▶ [WORK TASK]
Retype the stretch of the book review below from "I am lucky to" through "of my job).", keeping every word and mark unchanged.

▶ [PAGE TEXT]
****************

In a nutshell: this book is funny but the premise does wear thin after a while.
Fleshed out: there’s some really keen insights on a very specific subset of the world–women in NYC who are “friends” but also not and don’t really have “real careers” through a combination of chutzpah and family wealth and are always into “wellness” and being “woke” but also have cleaners whose nationality and/or name they could not produce if needed.
I am lucky to say that I do not know women like this! But my friends and I, perhaps not over email, do snobbily think ourselves better than these sorts of women. What a complicated web to unpack.
In any case, I think this book could have maybe benefitted from being about fewer friends? It took a while to get all the characters mentally sorted out, and I’m not sure I ever really did (there’s the Ted Talk-y one, and the one getting engaged, and the one who lives in Brooklyn, and the one who’s always paying for things, and the one who sets healthy boundaries! and some others, that’s not yet eight). But the broad strokes are pretty funny, even if the premise requires some stretching of credibility (who are these people on email this much, even I don’t email this much and it’s about 50% of my job).

****************

▶ [RECORD SET]
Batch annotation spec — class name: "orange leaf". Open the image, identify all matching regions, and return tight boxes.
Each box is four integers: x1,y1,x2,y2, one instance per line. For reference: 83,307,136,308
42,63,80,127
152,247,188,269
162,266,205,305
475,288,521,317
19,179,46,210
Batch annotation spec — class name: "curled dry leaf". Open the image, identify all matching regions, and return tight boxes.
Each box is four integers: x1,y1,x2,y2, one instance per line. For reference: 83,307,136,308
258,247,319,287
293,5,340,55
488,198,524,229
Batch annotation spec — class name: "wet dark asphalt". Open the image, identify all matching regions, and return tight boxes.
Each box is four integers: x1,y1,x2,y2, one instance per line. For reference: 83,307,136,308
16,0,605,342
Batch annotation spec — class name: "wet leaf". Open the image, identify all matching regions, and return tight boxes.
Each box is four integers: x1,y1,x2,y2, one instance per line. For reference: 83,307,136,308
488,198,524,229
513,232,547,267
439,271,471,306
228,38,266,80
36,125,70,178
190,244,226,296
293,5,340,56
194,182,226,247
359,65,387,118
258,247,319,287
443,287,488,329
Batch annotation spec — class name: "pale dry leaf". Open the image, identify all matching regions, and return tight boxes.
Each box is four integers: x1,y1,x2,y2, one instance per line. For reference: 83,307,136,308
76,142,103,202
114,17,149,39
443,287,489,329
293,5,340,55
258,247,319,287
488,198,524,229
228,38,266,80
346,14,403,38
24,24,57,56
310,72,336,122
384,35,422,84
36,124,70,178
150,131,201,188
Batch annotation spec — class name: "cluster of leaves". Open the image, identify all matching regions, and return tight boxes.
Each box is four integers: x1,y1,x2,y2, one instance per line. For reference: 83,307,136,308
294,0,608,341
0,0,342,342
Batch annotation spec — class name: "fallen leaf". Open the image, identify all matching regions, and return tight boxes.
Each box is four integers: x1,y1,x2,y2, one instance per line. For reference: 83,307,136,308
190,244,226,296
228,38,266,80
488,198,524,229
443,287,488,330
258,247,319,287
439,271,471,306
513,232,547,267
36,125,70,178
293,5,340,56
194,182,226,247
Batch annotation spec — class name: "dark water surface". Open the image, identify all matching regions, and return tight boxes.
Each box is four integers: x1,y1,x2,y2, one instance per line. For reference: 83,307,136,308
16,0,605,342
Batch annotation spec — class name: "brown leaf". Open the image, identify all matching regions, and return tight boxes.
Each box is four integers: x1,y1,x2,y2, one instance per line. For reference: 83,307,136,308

****************

▶ [TASK SOLUTION]
I am lucky to say that I do not know women like this! But my friends and I, perhaps not over email, do snobbily think ourselves better than these sorts of women. What a complicated web to unpack.
In any case, I think this book could have maybe benefitted from being about fewer friends? It took a while to get all the characters mentally sorted out, and I’m not sure I ever really did (there’s the Ted Talk-y one, and the one getting engaged, and the one who lives in Brooklyn, and the one who’s always paying for things, and the one who sets healthy boundaries! and some others, that’s not yet eight). But the broad strokes are pretty funny, even if the premise requires some stretching of credibility (who are these people on email this much, even I don’t email this much and it’s about 50% of my job).